## Task prompt
The records should be copied out again with no alteration.
- - - - - - -
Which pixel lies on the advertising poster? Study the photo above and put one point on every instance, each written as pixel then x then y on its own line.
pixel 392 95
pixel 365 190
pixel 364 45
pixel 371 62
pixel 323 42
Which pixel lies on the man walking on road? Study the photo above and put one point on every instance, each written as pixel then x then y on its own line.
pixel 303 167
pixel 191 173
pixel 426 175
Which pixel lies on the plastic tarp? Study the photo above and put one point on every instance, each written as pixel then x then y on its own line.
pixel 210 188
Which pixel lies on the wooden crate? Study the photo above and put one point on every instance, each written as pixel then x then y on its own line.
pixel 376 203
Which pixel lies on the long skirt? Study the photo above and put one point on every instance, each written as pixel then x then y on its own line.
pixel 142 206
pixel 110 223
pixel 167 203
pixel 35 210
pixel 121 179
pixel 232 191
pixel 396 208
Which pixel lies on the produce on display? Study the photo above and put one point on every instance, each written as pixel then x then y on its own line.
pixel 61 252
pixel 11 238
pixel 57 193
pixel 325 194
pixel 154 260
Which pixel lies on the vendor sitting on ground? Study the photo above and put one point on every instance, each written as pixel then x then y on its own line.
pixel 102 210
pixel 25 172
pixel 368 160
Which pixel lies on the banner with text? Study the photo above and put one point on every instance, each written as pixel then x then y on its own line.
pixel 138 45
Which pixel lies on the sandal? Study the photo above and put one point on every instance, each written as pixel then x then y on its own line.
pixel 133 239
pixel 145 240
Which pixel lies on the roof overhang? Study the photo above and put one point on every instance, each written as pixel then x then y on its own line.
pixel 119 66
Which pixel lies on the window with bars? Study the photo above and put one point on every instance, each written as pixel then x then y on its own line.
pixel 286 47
- - - - - - -
## Answer to this task
Which pixel lies on the advertising poster? Study the photo above and put one point on every instance, each written as pixel then x then y on its own line.
pixel 392 95
pixel 365 190
pixel 364 45
pixel 371 62
pixel 323 42
Which pixel lies on the man walking on road? Study the photo above and put one point on every instance, each written as pixel then x then y on its own line.
pixel 303 167
pixel 191 173
pixel 426 175
Which pixel lies on the plastic tarp? Study the photo above and put one point on every instance, each written as pixel then x then y on its own line.
pixel 210 188
Which pixel lies on the wooden crate? Study the photo above and put one point on every instance, each written as pixel then x then y on its own line.
pixel 376 203
Which pixel lies on the long skirt? Study the photo above and put one point on every instance, each written as pixel then x then y on its own line.
pixel 142 206
pixel 110 223
pixel 167 203
pixel 35 210
pixel 121 179
pixel 232 191
pixel 396 208
Which pixel lies on the produce on display? Study the photo above and put one point on every instance, each written as pixel then x then y on its own line.
pixel 61 252
pixel 11 238
pixel 57 193
pixel 325 194
pixel 154 260
Which pixel lies on the vendor sitting on ground? Study the photo above and put one point on every instance, each written as pixel then x then y on its own line.
pixel 102 210
pixel 25 172
pixel 368 160
Which pixel lies on the banner with text? Study the photo above and put one point on every instance, each written as pixel then x then y on its own line.
pixel 138 45
Which pixel lies on the sandal? Study the photo above and put one point on every instance, each written as pixel then x then y on its own line.
pixel 133 239
pixel 145 240
Which pixel lies on the roof overhang? Study the photo above and put one point on every instance, each written as pixel then x then y on its own line.
pixel 119 66
Which pixel lies on the window with bars? Study the photo above and put one point on every instance, each written as pixel then x then y on its own line.
pixel 286 47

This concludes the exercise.